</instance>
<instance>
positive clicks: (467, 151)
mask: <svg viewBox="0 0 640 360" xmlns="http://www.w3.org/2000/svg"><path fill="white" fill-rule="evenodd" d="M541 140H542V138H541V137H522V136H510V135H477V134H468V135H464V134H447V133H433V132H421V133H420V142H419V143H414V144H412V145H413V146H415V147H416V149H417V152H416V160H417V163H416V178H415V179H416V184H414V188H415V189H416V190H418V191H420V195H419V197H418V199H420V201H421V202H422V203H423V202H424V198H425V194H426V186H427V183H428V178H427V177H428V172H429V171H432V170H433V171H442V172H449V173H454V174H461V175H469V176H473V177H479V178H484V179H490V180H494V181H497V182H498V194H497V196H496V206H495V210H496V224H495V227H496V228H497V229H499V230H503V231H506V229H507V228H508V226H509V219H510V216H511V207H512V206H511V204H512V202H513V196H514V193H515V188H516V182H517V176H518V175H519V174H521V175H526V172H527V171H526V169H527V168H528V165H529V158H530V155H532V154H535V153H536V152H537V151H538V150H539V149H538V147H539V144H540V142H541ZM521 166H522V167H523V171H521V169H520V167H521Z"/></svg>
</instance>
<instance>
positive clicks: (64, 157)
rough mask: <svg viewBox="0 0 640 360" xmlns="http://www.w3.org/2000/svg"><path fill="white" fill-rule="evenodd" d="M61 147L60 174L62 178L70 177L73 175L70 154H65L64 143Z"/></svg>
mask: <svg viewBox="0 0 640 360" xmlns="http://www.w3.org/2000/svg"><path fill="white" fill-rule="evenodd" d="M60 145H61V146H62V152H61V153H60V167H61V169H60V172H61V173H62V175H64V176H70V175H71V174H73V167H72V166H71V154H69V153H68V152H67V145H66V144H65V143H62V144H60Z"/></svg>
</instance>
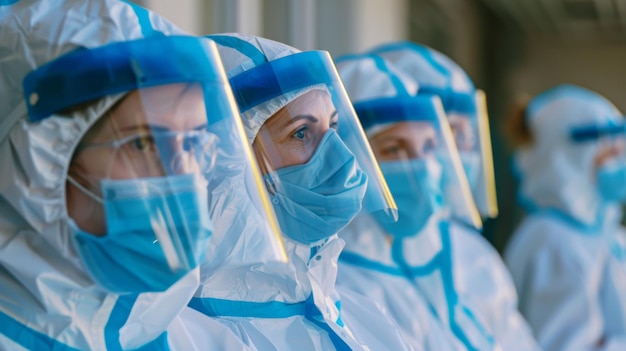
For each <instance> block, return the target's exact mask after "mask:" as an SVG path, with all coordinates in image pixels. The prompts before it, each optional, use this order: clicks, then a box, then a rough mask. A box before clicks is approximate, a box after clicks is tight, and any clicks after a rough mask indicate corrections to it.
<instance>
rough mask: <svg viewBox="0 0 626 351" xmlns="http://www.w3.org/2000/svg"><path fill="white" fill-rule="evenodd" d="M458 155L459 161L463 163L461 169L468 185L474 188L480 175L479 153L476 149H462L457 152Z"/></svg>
mask: <svg viewBox="0 0 626 351" xmlns="http://www.w3.org/2000/svg"><path fill="white" fill-rule="evenodd" d="M459 156H460V157H461V163H462V164H463V170H464V171H465V175H466V176H467V181H468V183H469V186H470V188H471V189H475V188H476V186H477V185H478V178H479V177H480V166H481V162H480V153H478V152H477V151H463V152H460V153H459Z"/></svg>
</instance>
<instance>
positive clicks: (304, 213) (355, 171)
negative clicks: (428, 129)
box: [265, 130, 367, 244]
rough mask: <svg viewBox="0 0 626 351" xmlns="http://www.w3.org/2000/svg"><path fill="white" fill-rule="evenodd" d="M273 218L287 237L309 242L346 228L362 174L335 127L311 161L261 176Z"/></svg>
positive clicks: (347, 148) (365, 187) (363, 192)
mask: <svg viewBox="0 0 626 351" xmlns="http://www.w3.org/2000/svg"><path fill="white" fill-rule="evenodd" d="M265 181H266V183H267V184H268V188H269V191H270V197H271V198H272V203H273V204H274V210H275V212H276V217H277V219H278V222H279V224H280V228H281V229H282V231H283V233H284V234H285V235H286V236H288V237H289V238H291V239H293V240H296V241H298V242H301V243H304V244H310V243H313V242H316V241H319V240H322V239H324V238H327V237H329V236H331V235H333V234H335V233H337V232H338V231H339V230H341V229H342V228H343V227H345V226H346V225H347V224H348V223H349V222H350V221H351V220H352V218H354V216H356V214H357V213H358V212H359V211H360V210H361V203H362V201H363V196H364V195H365V189H366V187H367V176H366V175H365V173H364V172H363V171H362V170H361V169H360V167H359V165H358V164H357V162H356V159H355V157H354V155H353V154H352V153H351V152H350V150H349V149H348V148H347V147H346V146H345V144H344V143H343V141H342V140H341V138H340V137H339V136H338V135H337V133H336V132H335V131H334V130H329V131H327V132H326V133H325V134H324V136H323V138H322V140H320V143H319V145H318V146H317V150H316V151H315V153H314V154H313V156H312V157H311V159H310V160H309V161H308V162H307V163H305V164H302V165H296V166H290V167H285V168H281V169H279V170H276V171H275V172H272V173H269V174H267V175H266V176H265Z"/></svg>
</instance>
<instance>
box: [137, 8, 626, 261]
mask: <svg viewBox="0 0 626 351" xmlns="http://www.w3.org/2000/svg"><path fill="white" fill-rule="evenodd" d="M135 2H137V3H139V4H140V5H143V6H146V7H148V8H151V9H153V10H154V11H156V12H158V13H160V14H161V15H163V16H165V17H167V18H169V19H170V20H171V21H173V22H174V23H176V24H177V25H179V26H180V27H181V28H183V29H185V30H187V31H189V32H190V33H192V34H208V33H218V32H243V33H248V34H254V35H261V36H264V37H267V38H270V39H275V40H278V41H282V42H285V43H288V44H291V45H293V46H295V47H297V48H300V49H303V50H310V49H323V50H328V51H330V52H331V54H332V55H333V56H335V57H336V56H339V55H342V54H345V53H350V52H359V51H364V50H367V49H369V48H371V47H373V46H375V45H377V44H379V43H383V42H387V41H394V40H406V39H408V40H413V41H416V42H419V43H422V44H426V45H429V46H431V47H433V48H435V49H437V50H439V51H442V52H443V53H445V54H447V55H448V56H450V57H451V58H452V59H453V60H455V61H457V62H458V63H459V64H460V65H461V66H462V67H463V68H464V69H465V70H466V71H467V72H468V74H469V75H470V76H471V77H472V78H473V79H474V82H475V83H476V85H477V87H479V88H482V89H484V90H485V91H486V93H487V101H488V108H489V112H490V124H491V134H492V143H493V150H494V162H495V170H496V186H497V190H498V201H499V207H500V215H499V216H498V217H497V218H495V219H492V220H488V221H487V222H486V223H485V230H484V235H485V236H486V237H487V239H489V240H490V241H491V242H492V243H493V244H494V246H495V247H496V248H497V249H498V250H500V251H502V250H503V248H504V247H505V245H506V242H507V240H508V238H509V236H510V235H511V233H512V231H513V230H514V228H515V226H516V225H517V223H518V222H519V220H520V218H521V216H522V215H523V213H522V211H521V209H519V208H518V207H517V206H516V203H515V180H514V179H513V177H512V175H511V172H510V152H509V151H508V149H507V143H506V140H505V138H504V136H503V135H502V133H500V128H501V124H502V121H503V120H504V118H505V117H506V114H507V112H508V109H509V106H510V104H511V103H512V101H513V100H514V99H515V98H516V97H517V96H519V95H521V94H528V95H531V96H532V95H534V94H537V93H539V92H541V91H543V90H545V89H547V88H550V87H551V86H553V85H556V84H561V83H572V84H578V85H581V86H584V87H587V88H590V89H592V90H595V91H597V92H599V93H600V94H602V95H604V96H606V97H607V98H608V99H609V100H611V101H612V102H613V103H614V104H615V105H616V106H617V107H618V108H619V109H620V110H622V111H626V101H624V95H625V94H626V0H384V1H381V0H177V1H163V0H142V1H141V0H137V1H135Z"/></svg>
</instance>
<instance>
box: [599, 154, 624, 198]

**What the exercise asks:** Write out the whole listing exactly. Pictures stay out.

**Solution:**
</instance>
<instance>
positive clicks: (467, 151)
mask: <svg viewBox="0 0 640 360" xmlns="http://www.w3.org/2000/svg"><path fill="white" fill-rule="evenodd" d="M541 140H542V138H541V137H522V136H510V135H477V134H468V135H464V134H447V133H433V132H421V133H420V142H419V143H414V144H412V145H413V146H415V147H416V149H417V152H416V160H417V163H416V178H415V179H416V184H414V188H415V189H416V190H418V191H420V195H419V197H418V199H420V201H421V202H422V203H423V202H424V198H425V194H426V186H427V183H428V178H427V177H428V172H429V171H432V170H433V171H442V172H449V173H454V174H461V175H469V176H473V177H479V178H484V179H490V180H494V181H497V182H498V194H497V196H496V206H495V210H496V224H495V227H496V228H497V229H499V230H503V231H506V229H507V228H508V226H509V219H510V216H511V207H512V206H511V204H512V202H513V196H514V193H515V188H516V182H517V176H518V175H519V174H521V175H526V172H527V171H526V169H527V168H528V165H529V158H530V155H532V154H535V153H536V152H537V151H538V150H539V149H538V147H539V144H540V142H541ZM521 166H522V167H523V171H521V169H520V167H521Z"/></svg>
</instance>
<instance>
positive clicks: (64, 157)
rough mask: <svg viewBox="0 0 640 360" xmlns="http://www.w3.org/2000/svg"><path fill="white" fill-rule="evenodd" d="M61 147L60 174L62 178L70 177L73 175L70 154H65L64 143Z"/></svg>
mask: <svg viewBox="0 0 640 360" xmlns="http://www.w3.org/2000/svg"><path fill="white" fill-rule="evenodd" d="M60 145H61V146H62V152H61V153H60V167H61V169H60V172H61V173H62V175H64V176H70V175H71V174H73V167H72V166H71V154H69V153H68V152H67V145H66V144H65V143H62V144H60Z"/></svg>
</instance>
For each <instance> block, return the target's exact mask after "mask:" as an SVG path, with all coordinates in image pixels. The prompts before it, each optional, use this order: clicks, then a box, then a rough mask. A box before clicks is approximate, a box after clicks is tight, and any clicks after a rough mask indicate corrections to it.
<instance>
rough mask: <svg viewBox="0 0 626 351" xmlns="http://www.w3.org/2000/svg"><path fill="white" fill-rule="evenodd" d="M458 155L459 161L463 163L461 169L468 185L474 188L480 175L479 153L476 149H462L457 152Z"/></svg>
mask: <svg viewBox="0 0 626 351" xmlns="http://www.w3.org/2000/svg"><path fill="white" fill-rule="evenodd" d="M459 156H460V157H461V163H462V164H463V170H464V171H465V175H466V176H467V181H468V183H469V186H470V188H471V189H475V188H476V186H477V185H478V178H479V177H480V166H481V162H480V153H478V152H477V151H463V152H460V153H459Z"/></svg>
</instance>
<instance>
positive clicks: (304, 213) (355, 171)
negative clicks: (428, 129)
box: [265, 130, 367, 244]
rough mask: <svg viewBox="0 0 626 351" xmlns="http://www.w3.org/2000/svg"><path fill="white" fill-rule="evenodd" d="M273 218L287 237L309 242L346 228L362 174L335 127L311 161L261 176Z"/></svg>
positive clicks: (347, 148) (365, 187) (363, 192)
mask: <svg viewBox="0 0 626 351" xmlns="http://www.w3.org/2000/svg"><path fill="white" fill-rule="evenodd" d="M265 181H266V183H267V184H268V188H269V191H270V197H271V198H272V203H273V204H274V210H275V212H276V217H277V219H278V222H279V224H280V228H281V229H282V231H283V233H284V234H285V235H286V236H288V237H289V238H291V239H293V240H296V241H298V242H301V243H304V244H310V243H313V242H316V241H319V240H322V239H324V238H327V237H329V236H331V235H333V234H335V233H337V232H338V231H339V230H341V229H342V228H343V227H345V226H346V225H347V224H348V223H349V222H350V221H351V220H352V218H354V216H356V214H357V213H358V212H359V211H360V210H361V203H362V201H363V196H364V195H365V189H366V187H367V176H366V175H365V173H364V172H363V171H362V170H361V169H360V167H359V165H358V164H357V162H356V159H355V157H354V155H353V154H352V153H351V152H350V150H349V149H348V148H347V147H346V146H345V144H344V143H343V141H342V140H341V138H340V137H339V136H338V135H337V133H336V132H335V131H334V130H329V131H327V132H326V133H325V134H324V136H323V138H322V140H320V143H319V145H318V146H317V150H316V151H315V153H314V154H313V156H312V157H311V159H310V160H309V161H308V162H307V163H305V164H302V165H296V166H290V167H285V168H281V169H279V170H276V171H275V172H272V173H269V174H267V175H266V176H265Z"/></svg>
</instance>
<instance>
box: [137, 8, 626, 261]
mask: <svg viewBox="0 0 626 351" xmlns="http://www.w3.org/2000/svg"><path fill="white" fill-rule="evenodd" d="M135 2H137V3H139V4H140V5H143V6H146V7H148V8H151V9H153V10H154V11H156V12H158V13H160V14H161V15H163V16H165V17H167V18H169V19H170V20H171V21H173V22H174V23H176V24H177V25H179V26H180V27H181V28H183V29H185V30H187V31H189V32H190V33H192V34H208V33H218V32H243V33H248V34H254V35H261V36H264V37H267V38H270V39H275V40H278V41H282V42H285V43H288V44H291V45H293V46H295V47H297V48H300V49H303V50H310V49H323V50H328V51H330V52H331V54H332V55H333V56H335V57H336V56H339V55H342V54H345V53H350V52H359V51H364V50H367V49H369V48H371V47H373V46H375V45H377V44H379V43H383V42H387V41H394V40H406V39H408V40H413V41H416V42H419V43H422V44H426V45H429V46H431V47H433V48H435V49H437V50H439V51H442V52H443V53H445V54H447V55H448V56H450V57H451V58H452V59H453V60H455V61H457V62H458V63H459V64H460V65H461V66H462V67H463V68H464V69H465V70H466V71H467V72H468V74H469V75H470V76H471V77H472V78H473V79H474V82H475V83H476V85H477V87H479V88H482V89H484V90H485V91H486V93H487V101H488V108H489V112H490V124H491V134H492V143H493V150H494V162H495V170H496V186H497V190H498V201H499V207H500V215H499V216H498V217H497V218H495V219H492V220H488V221H487V222H486V223H485V230H484V235H485V236H486V237H487V239H489V240H490V241H491V242H492V243H493V244H494V246H495V247H496V248H497V249H498V250H500V251H502V250H503V248H504V247H505V245H506V242H507V240H508V238H509V236H510V235H511V233H512V231H513V230H514V228H515V226H516V225H517V223H518V222H519V220H520V218H521V216H522V215H523V213H522V211H521V209H519V208H518V207H517V206H516V203H515V180H514V179H513V177H512V175H511V172H510V152H509V151H508V149H507V143H506V140H505V138H504V136H503V135H502V133H500V128H501V124H502V121H503V120H504V118H505V117H506V114H507V112H508V109H509V106H510V104H511V103H512V101H513V100H514V99H515V98H516V97H517V96H519V95H521V94H528V95H531V96H532V95H534V94H537V93H539V92H541V91H543V90H545V89H547V88H550V87H551V86H553V85H556V84H561V83H572V84H578V85H581V86H584V87H587V88H590V89H592V90H595V91H597V92H599V93H600V94H602V95H604V96H606V97H607V98H608V99H609V100H611V101H612V102H613V103H614V104H615V105H616V106H617V107H618V108H619V109H620V110H622V111H626V101H624V95H625V94H626V0H384V1H381V0H177V1H163V0H142V1H141V0H137V1H135Z"/></svg>
</instance>
<instance>
box: [599, 154, 624, 198]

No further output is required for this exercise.